Exercise prompt:
Copy the records below word for word, from the first line through the line containing "x=343, y=237".

──────── The records

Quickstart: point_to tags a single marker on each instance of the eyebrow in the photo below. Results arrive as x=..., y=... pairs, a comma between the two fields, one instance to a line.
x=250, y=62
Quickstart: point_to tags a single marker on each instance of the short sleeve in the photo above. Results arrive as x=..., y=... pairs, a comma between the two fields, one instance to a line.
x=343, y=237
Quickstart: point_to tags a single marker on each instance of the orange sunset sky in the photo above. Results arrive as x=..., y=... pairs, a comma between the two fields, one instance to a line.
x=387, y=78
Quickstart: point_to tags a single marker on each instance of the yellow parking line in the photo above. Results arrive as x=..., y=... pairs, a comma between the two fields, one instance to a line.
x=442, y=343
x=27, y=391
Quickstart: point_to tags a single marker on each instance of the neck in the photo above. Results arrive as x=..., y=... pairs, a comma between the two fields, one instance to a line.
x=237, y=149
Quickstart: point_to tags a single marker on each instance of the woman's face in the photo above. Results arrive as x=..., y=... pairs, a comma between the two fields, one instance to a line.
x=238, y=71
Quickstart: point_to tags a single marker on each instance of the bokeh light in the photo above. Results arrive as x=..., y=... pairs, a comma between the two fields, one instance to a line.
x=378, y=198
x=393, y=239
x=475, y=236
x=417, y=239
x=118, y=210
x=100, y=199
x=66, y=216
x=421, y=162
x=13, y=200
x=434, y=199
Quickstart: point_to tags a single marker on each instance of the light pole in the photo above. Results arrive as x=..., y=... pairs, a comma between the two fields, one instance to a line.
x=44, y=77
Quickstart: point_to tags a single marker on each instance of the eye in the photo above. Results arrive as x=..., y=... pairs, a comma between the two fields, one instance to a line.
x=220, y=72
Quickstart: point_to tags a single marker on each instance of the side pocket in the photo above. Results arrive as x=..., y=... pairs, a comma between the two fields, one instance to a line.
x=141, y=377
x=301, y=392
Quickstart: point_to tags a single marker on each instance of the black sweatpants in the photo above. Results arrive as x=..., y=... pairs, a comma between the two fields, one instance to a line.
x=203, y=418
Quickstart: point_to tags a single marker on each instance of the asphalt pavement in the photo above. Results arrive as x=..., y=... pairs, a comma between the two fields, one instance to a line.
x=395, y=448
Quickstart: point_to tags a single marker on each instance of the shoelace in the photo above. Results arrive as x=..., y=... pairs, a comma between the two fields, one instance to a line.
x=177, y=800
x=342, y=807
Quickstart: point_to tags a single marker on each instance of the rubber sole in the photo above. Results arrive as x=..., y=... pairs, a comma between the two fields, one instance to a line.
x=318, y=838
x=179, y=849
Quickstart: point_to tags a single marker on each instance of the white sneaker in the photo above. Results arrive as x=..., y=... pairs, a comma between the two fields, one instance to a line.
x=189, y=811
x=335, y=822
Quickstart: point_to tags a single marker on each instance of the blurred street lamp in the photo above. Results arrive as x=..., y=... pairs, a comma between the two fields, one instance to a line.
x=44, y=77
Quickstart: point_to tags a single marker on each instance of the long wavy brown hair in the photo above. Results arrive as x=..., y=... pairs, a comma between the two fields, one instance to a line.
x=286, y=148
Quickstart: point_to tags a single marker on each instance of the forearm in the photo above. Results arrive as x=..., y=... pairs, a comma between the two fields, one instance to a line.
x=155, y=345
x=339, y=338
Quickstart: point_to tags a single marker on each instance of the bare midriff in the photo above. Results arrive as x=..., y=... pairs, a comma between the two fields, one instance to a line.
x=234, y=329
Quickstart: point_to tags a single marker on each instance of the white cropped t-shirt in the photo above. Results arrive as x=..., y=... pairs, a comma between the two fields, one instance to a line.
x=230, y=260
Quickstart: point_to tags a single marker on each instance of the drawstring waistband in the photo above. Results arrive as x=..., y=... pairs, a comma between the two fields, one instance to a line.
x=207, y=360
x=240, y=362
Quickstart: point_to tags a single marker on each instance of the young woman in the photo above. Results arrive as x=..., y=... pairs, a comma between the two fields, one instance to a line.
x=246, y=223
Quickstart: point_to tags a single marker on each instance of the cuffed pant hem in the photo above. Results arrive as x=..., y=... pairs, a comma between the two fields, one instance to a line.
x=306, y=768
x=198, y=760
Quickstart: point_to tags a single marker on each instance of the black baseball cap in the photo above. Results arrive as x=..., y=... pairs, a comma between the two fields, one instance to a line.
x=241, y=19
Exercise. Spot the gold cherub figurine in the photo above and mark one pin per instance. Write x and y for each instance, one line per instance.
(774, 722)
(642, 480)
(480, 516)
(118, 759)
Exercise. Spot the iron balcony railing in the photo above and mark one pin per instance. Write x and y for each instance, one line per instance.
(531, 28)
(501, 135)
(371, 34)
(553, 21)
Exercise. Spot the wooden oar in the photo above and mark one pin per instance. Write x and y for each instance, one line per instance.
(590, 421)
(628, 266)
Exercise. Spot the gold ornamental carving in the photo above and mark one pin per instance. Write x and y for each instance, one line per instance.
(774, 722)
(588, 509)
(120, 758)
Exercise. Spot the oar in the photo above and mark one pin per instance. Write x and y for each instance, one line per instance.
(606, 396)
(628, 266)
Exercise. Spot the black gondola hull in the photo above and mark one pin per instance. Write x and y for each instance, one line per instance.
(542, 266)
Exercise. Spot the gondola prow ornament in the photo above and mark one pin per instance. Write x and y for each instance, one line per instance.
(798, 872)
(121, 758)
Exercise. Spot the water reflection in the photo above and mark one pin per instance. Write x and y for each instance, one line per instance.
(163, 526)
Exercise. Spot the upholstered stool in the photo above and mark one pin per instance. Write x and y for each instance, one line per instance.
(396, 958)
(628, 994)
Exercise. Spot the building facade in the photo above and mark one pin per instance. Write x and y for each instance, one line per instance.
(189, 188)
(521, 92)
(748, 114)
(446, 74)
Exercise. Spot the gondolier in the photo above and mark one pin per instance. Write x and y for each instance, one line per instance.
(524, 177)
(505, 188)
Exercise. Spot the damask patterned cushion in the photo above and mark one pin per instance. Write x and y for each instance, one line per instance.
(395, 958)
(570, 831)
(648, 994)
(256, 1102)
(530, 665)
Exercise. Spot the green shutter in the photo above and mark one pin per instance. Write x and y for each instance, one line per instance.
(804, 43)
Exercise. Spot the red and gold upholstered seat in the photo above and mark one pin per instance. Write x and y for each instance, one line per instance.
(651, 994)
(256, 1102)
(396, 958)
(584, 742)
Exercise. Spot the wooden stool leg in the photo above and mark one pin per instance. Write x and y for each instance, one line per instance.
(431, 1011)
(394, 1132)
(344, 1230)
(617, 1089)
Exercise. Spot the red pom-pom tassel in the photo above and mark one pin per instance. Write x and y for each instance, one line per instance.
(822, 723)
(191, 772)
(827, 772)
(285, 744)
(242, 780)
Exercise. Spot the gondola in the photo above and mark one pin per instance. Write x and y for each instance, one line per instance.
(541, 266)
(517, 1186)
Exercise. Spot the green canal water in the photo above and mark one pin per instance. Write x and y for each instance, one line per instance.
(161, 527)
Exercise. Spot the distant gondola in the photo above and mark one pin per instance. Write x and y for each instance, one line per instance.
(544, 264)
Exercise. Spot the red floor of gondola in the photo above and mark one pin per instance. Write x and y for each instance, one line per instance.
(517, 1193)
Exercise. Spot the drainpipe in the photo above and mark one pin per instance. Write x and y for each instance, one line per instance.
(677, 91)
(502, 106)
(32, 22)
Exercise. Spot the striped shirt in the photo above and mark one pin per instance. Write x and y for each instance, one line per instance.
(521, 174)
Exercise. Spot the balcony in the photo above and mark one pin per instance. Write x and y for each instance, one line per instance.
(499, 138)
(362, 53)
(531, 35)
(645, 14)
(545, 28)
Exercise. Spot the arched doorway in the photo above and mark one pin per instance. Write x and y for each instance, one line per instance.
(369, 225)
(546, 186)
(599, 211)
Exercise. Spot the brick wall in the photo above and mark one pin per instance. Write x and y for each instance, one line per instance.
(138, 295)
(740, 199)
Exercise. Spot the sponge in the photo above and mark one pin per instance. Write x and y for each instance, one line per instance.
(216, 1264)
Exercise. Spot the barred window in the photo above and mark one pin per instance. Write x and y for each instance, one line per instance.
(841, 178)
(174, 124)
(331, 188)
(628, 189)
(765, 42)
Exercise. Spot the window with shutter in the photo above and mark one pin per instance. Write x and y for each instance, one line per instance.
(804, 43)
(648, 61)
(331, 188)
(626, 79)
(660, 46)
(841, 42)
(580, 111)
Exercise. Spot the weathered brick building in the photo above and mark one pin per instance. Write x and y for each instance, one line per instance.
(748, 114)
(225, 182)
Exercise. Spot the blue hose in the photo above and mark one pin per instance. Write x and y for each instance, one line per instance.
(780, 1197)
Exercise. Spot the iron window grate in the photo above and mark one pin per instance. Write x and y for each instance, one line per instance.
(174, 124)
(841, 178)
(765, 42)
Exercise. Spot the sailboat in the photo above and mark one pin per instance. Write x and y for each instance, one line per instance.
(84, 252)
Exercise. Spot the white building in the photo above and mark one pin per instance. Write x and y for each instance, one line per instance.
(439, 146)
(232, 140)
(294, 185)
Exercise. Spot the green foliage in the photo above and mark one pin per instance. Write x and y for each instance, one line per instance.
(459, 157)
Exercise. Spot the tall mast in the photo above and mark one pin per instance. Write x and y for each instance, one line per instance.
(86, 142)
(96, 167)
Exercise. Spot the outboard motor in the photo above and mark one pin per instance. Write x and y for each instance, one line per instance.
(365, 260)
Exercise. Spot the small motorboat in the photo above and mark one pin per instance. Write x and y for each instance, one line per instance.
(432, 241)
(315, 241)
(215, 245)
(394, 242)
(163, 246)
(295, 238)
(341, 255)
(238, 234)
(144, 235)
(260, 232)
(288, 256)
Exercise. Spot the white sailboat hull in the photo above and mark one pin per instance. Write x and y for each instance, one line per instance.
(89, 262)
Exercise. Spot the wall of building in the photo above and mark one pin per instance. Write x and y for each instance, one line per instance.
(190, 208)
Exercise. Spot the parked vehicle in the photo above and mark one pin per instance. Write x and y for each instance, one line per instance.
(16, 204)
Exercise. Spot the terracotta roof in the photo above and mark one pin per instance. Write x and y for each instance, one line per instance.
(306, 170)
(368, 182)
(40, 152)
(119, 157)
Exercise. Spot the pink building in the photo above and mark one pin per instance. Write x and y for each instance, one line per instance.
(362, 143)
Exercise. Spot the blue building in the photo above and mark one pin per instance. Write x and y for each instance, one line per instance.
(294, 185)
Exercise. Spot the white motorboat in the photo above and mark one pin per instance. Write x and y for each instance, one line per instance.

────────────────

Complete response:
Quickstart: point_to tags a single marker on each instance of the eyebrow in the photo below. Results arrive as x=..., y=... pairs, a comma between the two fields, one instance to a line.
x=250, y=62
Quickstart: point_to tags a single marker on each instance of the short sleeve in the photo above. Results arrive as x=..., y=... pairs, a comma between the two fields, one instance to a line.
x=343, y=237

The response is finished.